Region outline entries:
# # # # #
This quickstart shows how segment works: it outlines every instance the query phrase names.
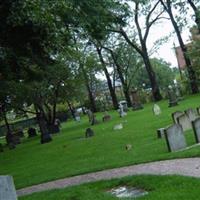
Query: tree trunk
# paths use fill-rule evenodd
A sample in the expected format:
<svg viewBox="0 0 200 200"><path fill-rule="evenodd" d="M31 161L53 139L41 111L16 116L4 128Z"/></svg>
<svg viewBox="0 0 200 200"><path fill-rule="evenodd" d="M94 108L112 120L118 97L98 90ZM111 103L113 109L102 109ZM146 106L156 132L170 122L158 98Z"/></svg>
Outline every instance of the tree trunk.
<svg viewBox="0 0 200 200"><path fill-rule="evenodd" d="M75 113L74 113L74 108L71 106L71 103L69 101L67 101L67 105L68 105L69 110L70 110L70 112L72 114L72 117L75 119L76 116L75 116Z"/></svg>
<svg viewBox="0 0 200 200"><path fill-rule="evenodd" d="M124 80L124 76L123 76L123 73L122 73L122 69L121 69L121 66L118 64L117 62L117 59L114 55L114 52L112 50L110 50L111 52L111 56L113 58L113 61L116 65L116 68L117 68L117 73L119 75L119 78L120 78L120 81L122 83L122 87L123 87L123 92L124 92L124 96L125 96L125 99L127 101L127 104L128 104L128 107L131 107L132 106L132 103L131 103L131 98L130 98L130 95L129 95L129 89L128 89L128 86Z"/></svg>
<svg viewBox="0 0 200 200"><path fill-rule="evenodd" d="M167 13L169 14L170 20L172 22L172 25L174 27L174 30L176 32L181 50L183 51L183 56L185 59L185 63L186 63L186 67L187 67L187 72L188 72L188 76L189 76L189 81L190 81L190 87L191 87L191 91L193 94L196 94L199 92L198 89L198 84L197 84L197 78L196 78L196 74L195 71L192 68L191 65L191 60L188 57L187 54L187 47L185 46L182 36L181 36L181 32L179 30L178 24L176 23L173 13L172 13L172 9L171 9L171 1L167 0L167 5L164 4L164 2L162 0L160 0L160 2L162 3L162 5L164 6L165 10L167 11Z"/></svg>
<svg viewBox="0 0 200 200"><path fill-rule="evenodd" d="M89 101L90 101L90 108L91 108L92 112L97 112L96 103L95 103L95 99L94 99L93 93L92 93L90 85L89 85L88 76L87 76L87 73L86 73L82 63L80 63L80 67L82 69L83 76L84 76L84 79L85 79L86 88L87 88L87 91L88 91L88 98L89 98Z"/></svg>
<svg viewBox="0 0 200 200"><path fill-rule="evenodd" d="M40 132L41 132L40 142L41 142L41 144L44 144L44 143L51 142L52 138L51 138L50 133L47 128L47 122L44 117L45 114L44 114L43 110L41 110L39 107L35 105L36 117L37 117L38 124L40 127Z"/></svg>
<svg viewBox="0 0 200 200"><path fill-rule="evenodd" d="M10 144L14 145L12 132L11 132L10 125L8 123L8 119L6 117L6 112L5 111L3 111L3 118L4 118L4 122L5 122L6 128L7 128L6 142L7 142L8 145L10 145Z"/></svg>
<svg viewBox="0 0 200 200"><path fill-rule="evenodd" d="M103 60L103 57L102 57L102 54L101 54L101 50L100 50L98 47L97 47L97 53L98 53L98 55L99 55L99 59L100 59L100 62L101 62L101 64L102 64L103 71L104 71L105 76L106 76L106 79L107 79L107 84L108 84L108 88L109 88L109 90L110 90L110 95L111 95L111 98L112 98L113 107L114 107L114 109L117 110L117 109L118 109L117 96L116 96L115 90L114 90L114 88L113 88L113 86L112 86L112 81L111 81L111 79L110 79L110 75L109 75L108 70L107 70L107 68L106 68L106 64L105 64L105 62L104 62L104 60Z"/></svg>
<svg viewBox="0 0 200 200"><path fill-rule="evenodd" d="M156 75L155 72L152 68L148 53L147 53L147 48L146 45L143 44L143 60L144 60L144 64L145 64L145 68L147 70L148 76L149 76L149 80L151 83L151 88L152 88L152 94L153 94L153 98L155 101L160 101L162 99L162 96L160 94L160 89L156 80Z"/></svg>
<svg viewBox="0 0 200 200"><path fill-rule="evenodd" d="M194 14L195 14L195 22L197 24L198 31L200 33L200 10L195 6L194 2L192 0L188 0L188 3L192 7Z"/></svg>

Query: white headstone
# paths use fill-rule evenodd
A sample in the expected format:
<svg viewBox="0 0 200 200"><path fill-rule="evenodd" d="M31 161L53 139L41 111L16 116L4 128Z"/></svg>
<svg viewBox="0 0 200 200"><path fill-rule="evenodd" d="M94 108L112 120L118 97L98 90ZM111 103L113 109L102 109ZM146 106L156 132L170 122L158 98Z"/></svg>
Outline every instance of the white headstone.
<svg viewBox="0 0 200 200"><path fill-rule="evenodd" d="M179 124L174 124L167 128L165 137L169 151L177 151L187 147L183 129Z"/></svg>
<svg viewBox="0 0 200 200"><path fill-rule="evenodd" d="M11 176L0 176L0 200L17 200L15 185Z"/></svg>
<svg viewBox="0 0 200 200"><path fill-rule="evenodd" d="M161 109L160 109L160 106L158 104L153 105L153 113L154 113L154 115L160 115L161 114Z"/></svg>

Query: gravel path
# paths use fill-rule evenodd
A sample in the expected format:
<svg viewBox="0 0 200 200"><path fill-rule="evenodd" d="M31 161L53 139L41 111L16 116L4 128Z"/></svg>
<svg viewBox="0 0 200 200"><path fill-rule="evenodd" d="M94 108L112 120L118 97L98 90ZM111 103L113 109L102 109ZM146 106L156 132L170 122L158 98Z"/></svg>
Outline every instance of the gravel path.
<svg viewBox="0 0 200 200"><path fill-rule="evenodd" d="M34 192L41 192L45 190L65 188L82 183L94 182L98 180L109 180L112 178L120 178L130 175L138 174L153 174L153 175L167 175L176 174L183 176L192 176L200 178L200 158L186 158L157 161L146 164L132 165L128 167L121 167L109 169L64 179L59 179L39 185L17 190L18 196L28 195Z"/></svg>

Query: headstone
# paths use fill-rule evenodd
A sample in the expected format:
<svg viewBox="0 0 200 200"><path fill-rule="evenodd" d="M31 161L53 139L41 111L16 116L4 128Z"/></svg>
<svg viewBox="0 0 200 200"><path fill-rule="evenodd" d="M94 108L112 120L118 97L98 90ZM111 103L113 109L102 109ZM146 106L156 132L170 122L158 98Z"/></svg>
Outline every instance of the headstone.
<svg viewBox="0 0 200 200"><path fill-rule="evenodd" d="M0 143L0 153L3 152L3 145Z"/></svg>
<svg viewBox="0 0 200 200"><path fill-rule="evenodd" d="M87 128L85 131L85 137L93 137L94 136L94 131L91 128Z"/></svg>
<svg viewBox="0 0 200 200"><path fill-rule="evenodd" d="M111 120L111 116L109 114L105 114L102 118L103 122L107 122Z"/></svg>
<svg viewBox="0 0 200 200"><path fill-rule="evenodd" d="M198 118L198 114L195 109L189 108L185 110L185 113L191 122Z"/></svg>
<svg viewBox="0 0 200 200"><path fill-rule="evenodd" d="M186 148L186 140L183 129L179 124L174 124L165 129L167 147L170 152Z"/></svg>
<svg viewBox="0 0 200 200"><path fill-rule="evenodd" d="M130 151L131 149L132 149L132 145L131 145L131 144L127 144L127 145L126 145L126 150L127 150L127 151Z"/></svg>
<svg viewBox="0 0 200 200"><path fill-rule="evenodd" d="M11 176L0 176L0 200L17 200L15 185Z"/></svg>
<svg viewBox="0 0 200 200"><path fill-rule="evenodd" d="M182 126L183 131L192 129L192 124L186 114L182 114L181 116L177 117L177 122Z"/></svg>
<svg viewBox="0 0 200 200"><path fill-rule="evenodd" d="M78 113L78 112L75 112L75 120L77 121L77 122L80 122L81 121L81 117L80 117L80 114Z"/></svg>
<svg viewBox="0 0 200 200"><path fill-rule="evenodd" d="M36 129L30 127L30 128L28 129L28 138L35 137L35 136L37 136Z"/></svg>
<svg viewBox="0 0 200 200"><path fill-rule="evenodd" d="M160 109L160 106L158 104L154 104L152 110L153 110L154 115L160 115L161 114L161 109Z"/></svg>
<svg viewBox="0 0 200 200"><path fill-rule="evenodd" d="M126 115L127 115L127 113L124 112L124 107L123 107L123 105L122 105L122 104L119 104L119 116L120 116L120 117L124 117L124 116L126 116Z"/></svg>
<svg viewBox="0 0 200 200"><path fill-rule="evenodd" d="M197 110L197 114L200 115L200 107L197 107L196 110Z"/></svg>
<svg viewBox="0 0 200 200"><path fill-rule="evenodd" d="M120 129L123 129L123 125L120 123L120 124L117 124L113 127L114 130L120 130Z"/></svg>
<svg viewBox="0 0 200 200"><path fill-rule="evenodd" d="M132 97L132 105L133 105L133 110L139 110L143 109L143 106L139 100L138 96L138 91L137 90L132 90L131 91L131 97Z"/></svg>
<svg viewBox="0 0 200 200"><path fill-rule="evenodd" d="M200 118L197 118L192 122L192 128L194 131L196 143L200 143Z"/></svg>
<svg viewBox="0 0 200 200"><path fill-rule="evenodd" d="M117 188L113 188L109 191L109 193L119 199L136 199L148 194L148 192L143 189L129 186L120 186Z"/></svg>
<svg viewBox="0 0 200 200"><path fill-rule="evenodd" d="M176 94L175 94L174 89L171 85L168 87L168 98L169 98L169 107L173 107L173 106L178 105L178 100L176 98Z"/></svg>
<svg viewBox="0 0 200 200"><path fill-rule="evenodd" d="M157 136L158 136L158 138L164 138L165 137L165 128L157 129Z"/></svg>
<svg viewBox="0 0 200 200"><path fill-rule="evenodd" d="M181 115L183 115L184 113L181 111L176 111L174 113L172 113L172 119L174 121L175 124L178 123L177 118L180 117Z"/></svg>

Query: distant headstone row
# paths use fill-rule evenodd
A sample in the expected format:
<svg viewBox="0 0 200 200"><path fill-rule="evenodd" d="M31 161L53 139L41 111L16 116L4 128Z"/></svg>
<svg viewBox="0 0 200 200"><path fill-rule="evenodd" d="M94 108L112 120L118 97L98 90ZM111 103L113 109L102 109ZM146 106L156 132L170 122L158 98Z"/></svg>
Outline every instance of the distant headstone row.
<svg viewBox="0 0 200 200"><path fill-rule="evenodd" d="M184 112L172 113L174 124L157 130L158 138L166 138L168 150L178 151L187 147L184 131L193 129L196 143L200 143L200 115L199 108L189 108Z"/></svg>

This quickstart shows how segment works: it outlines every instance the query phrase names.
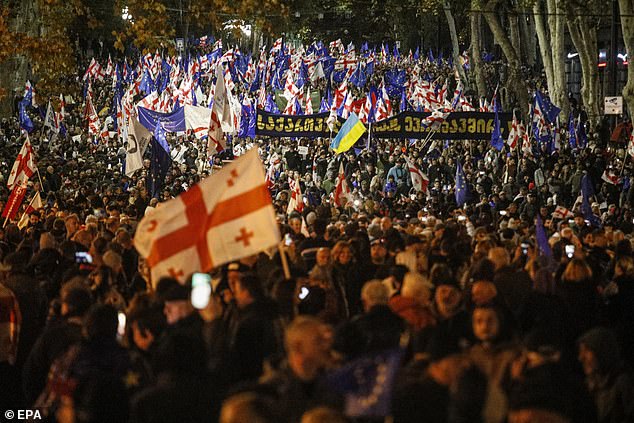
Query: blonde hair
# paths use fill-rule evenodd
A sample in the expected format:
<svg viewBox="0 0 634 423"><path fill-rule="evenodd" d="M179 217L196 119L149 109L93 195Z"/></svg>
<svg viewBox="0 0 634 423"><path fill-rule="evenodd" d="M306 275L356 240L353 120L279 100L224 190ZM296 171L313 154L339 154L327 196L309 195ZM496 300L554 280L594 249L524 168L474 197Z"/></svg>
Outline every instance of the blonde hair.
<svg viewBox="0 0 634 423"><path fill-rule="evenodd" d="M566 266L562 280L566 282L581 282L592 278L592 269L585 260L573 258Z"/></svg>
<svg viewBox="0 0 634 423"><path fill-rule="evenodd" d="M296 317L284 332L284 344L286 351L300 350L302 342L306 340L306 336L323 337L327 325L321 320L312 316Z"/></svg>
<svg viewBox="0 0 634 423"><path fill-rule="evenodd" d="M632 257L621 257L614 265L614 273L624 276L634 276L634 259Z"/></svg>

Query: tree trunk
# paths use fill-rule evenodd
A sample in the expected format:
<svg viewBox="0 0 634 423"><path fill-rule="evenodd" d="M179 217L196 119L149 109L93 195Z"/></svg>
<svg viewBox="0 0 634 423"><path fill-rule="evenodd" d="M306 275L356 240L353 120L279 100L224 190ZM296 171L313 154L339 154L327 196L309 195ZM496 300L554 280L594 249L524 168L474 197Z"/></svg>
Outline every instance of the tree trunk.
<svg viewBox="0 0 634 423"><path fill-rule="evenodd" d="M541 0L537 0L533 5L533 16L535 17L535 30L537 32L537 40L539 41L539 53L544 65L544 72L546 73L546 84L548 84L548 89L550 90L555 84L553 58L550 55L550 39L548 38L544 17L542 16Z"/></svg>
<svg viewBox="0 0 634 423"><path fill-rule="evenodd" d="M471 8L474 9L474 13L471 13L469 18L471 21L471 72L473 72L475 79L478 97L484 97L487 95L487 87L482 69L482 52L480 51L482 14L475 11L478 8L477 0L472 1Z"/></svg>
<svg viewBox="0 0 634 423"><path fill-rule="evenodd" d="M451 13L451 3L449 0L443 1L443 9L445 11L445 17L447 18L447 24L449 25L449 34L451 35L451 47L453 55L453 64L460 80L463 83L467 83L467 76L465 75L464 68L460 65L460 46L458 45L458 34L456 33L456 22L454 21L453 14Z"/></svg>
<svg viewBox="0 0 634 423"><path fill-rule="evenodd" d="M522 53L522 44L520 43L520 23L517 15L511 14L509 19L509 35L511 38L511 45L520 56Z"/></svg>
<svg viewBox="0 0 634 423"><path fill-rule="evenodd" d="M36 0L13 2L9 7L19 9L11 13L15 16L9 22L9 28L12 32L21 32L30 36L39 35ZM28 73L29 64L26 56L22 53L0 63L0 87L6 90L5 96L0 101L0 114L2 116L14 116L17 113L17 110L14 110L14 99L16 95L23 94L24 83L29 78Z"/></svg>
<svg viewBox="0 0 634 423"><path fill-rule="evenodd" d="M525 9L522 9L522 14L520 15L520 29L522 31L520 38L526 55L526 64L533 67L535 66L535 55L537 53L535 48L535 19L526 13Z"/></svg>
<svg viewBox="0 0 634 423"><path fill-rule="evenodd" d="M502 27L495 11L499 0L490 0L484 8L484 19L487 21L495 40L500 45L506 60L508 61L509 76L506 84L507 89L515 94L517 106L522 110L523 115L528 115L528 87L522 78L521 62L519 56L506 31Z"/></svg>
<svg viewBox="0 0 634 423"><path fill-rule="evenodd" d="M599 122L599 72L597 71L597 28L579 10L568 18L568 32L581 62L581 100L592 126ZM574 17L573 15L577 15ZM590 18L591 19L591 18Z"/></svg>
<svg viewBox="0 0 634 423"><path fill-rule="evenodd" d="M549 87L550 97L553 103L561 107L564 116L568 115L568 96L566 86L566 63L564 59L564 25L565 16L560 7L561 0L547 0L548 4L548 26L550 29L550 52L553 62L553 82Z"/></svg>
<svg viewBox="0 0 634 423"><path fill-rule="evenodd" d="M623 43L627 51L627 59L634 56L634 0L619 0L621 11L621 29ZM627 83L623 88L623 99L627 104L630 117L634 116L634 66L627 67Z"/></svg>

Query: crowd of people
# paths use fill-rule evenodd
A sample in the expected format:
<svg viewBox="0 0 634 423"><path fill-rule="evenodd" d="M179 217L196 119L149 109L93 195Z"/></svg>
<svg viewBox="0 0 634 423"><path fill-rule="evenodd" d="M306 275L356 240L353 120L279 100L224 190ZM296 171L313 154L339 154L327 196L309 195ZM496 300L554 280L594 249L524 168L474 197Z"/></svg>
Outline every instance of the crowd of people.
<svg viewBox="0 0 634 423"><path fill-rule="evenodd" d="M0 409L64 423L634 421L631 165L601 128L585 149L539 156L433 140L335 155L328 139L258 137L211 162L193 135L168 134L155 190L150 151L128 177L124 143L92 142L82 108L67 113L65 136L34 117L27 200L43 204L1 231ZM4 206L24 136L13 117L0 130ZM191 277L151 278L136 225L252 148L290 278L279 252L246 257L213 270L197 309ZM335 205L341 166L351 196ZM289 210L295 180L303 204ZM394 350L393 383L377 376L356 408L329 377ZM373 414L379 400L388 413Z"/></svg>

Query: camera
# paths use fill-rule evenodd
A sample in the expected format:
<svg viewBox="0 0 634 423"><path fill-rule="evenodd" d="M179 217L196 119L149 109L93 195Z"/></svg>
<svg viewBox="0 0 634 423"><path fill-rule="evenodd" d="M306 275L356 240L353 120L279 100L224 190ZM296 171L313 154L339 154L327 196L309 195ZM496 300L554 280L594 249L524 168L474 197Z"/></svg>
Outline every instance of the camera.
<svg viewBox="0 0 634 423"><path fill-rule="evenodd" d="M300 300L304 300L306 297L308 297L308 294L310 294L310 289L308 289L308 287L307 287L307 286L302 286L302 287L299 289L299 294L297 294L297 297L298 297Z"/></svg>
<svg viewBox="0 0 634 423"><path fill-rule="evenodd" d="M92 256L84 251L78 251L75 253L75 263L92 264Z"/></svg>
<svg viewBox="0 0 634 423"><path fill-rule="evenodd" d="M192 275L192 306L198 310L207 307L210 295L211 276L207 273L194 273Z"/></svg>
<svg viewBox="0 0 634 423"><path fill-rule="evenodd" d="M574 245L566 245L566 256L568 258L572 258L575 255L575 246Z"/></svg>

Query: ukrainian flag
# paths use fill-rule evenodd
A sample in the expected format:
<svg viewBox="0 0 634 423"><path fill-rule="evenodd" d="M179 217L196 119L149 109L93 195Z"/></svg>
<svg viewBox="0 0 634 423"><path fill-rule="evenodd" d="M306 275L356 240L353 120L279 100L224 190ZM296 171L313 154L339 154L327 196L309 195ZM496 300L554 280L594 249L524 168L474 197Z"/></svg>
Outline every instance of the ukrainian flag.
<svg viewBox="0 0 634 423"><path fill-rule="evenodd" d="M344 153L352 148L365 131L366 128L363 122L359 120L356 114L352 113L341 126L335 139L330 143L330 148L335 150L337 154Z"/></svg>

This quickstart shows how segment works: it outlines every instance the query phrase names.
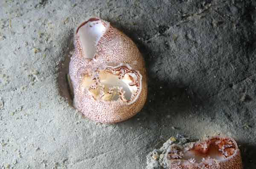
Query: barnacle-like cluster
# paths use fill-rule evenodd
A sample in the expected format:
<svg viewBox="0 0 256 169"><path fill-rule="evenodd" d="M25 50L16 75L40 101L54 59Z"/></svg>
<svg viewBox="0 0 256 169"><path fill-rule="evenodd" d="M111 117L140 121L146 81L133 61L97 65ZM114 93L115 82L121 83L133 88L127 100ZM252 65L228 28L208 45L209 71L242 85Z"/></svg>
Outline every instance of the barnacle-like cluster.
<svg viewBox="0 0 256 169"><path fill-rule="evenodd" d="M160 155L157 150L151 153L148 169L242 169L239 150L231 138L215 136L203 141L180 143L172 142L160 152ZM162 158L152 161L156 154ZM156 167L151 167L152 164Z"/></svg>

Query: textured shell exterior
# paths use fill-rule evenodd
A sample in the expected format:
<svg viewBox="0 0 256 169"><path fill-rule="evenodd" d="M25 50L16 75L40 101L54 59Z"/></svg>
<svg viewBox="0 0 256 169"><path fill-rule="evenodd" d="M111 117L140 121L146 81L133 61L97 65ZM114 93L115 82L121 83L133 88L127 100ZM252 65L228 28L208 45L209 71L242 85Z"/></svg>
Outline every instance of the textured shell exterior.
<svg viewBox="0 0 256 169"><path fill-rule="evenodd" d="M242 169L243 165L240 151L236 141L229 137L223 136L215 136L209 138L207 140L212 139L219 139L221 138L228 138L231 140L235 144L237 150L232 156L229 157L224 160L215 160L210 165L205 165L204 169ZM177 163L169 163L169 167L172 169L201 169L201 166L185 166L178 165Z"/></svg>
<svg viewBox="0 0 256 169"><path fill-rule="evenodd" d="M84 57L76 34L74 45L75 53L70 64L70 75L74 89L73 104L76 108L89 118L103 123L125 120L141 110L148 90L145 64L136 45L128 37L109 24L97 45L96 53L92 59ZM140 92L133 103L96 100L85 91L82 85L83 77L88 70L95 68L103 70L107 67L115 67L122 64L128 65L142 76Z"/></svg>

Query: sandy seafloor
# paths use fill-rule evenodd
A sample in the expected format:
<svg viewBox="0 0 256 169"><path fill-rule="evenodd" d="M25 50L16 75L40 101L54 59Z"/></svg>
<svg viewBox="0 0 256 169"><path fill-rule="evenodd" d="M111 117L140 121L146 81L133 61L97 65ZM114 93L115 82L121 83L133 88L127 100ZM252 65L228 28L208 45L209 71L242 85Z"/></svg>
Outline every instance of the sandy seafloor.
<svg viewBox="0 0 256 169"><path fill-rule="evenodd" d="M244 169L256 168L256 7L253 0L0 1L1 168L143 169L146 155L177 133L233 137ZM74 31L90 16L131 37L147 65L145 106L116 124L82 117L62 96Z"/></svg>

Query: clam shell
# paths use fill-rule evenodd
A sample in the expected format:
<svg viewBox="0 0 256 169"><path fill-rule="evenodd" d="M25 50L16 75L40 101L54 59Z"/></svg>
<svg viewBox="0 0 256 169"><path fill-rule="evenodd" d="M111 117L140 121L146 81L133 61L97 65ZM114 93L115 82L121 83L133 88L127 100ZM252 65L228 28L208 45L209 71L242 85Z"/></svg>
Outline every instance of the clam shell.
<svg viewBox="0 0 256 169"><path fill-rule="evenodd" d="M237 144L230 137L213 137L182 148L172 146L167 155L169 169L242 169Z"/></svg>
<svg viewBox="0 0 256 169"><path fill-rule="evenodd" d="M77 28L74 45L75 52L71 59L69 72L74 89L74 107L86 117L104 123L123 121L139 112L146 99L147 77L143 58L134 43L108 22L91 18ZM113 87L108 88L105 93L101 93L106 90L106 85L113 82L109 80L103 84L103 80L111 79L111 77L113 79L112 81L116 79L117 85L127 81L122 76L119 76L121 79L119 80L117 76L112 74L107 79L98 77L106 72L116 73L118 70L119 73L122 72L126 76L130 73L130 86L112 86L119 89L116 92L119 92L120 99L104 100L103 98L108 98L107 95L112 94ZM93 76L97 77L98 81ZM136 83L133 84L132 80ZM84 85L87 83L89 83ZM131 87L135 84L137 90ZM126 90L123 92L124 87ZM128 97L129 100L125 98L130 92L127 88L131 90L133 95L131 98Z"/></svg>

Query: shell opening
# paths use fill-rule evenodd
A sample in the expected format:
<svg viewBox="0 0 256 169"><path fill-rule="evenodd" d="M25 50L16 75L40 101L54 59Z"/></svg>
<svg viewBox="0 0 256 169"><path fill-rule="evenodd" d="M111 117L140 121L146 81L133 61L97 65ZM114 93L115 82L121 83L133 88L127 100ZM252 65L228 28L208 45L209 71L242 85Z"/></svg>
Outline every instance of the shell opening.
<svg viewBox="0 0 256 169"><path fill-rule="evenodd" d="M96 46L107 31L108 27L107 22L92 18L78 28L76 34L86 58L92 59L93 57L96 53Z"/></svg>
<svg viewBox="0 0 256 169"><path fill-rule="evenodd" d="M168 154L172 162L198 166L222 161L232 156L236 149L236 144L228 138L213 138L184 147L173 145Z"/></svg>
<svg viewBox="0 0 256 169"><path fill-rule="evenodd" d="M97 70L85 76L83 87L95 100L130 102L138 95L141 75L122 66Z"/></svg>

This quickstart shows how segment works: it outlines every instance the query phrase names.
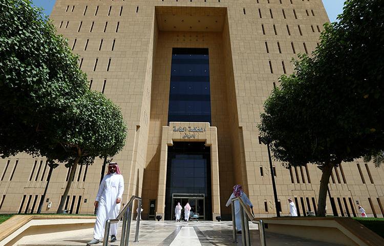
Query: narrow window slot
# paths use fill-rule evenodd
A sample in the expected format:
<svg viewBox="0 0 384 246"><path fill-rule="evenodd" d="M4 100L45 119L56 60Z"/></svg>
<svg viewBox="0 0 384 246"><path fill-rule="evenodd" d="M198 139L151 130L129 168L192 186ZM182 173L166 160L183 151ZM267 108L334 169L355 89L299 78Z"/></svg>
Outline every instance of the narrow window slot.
# # # # #
Output the records from the line holding "Query: shell opening" through the end of the records, inclusive, as a JSON list of strings with one string per line, omitting blank lines and leaving out the pictures.

=== Output ===
[
  "Query: shell opening",
  "# paths use fill-rule evenodd",
  "A sample in the expected format:",
  "<svg viewBox=\"0 0 256 169\"><path fill-rule=\"evenodd\" d=\"M25 50L16 75L40 101L54 59Z\"/></svg>",
  "<svg viewBox=\"0 0 256 169\"><path fill-rule=\"evenodd\" d=\"M111 117L140 121L146 81L133 61L97 65ZM114 93L115 82L121 83L133 88L127 100ZM252 65L228 28L208 45L209 71L242 85Z\"/></svg>",
  "Outline every instance of the shell opening.",
  "<svg viewBox=\"0 0 256 169\"><path fill-rule=\"evenodd\" d=\"M96 46L107 31L108 27L107 22L92 18L78 28L76 34L86 58L92 59L93 57L96 53Z\"/></svg>",
  "<svg viewBox=\"0 0 256 169\"><path fill-rule=\"evenodd\" d=\"M168 154L172 162L198 166L222 161L232 156L236 149L236 144L228 138L213 138L184 147L173 145Z\"/></svg>",
  "<svg viewBox=\"0 0 256 169\"><path fill-rule=\"evenodd\" d=\"M97 70L85 76L83 87L95 100L130 102L138 95L141 75L122 66Z\"/></svg>",
  "This quickstart shows how segment works: it outlines every instance the query phrase names.",
  "Query: narrow window slot",
  "# paths use fill-rule evenodd",
  "A sample in the expected format:",
  "<svg viewBox=\"0 0 384 246\"><path fill-rule=\"evenodd\" d=\"M4 100L45 119L56 60Z\"/></svg>",
  "<svg viewBox=\"0 0 384 246\"><path fill-rule=\"evenodd\" d=\"M198 139L151 130L129 168L192 186ZM182 173L166 160L183 151ZM267 108L334 169L355 89L299 78Z\"/></svg>",
  "Outline every instance of the narrow window slot."
]